When it comes to breaking the news, palliative-care specialist Dr Judith Lacey has this advice: “First of all, you need to understand what the diagnosis means and have an understanding of what you do know, what you don’t know and what your questions are.”

In other words, arm yourself with the facts about your specific illness, what the treatment entails, what the side effects may be and how your doctors foresee it panning out. This is the starting point from which you can address the scope of what lies next for you and your loved ones. You may even want to have a couple of Q&A sessions with your medical team before letting your extended support network know what’s happening.

“This way you’re encouraging people, particularly family or close friends, to be participants in the journey with you,” says Dr Lacey.

“Make sure everybody’s together at the same time and say: ‘I haven’t been feeling well and this is the reason why.’ Also give them some reassurance that you’re being well supported by a dedicated medical team.”

-- EXTRACTED INFORMATION --
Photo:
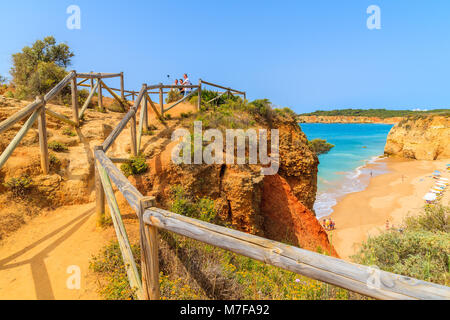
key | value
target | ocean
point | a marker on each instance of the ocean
(342, 170)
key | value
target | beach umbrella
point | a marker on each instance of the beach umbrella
(430, 197)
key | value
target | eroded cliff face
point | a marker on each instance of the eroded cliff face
(348, 119)
(278, 207)
(421, 138)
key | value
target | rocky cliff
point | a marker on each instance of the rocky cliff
(347, 119)
(278, 207)
(421, 138)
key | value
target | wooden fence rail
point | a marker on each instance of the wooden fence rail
(366, 280)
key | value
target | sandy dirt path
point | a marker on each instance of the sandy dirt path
(34, 261)
(389, 197)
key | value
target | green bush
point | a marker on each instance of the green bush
(320, 146)
(19, 187)
(135, 166)
(421, 250)
(58, 146)
(110, 263)
(38, 68)
(182, 203)
(54, 162)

-- EXERCISE 1 --
Do these statements agree with the text on breaking the news? For each, answer yes or no and quote the deciding words of the text exactly.
(a) Dr Judith Lacey is a palliative-care specialist.
(b) The text advises telling family members about the diagnosis one at a time.
(c) The text suggests talking with your medical team before telling your extended support network.
-- EXERCISE 2 --
Can you give the part of the text on breaking the news starting with "When it comes" and going on through "know what’s happening.", but swap "loved ones" for "family"?
-- EXERCISE 3 --
Could you rewrite the paragraph of the text on breaking the news that begins "In other words, arm yourself with the facts" as a short list, keeping its main facts?

-- WRITTEN RESPONSE 1 --
(a) Yes: "palliative-care specialist Dr Judith Lacey"
(b) No: "Make sure everybody’s together at the same time"
(c) Yes: "You may even want to have a couple of Q&A sessions with your medical team before letting your extended support network know what’s happening."

-- WRITTEN RESPONSE 2 --
When it comes to breaking the news, palliative-care specialist Dr Judith Lacey has this advice: “First of all, you need to understand what the diagnosis means and have an understanding of what you do know, what you don’t know and what your questions are.”

In other words, arm yourself with the facts about your specific illness, what the treatment entails, what the side effects may be and how your doctors foresee it panning out. This is the starting point from which you can address the scope of what lies next for you and your family. You may even want to have a couple of Q&A sessions with your medical team before letting your extended support network know what’s happening.

-- WRITTEN RESPONSE 3 --
- Learn the facts about your specific illness, what the treatment entails, its possible side effects and how your doctors foresee it panning out.
- Use this as the starting point for addressing what lies next for you and your loved ones.
- Consider a couple of Q&A sessions with your medical team before letting your extended support network know what's happening.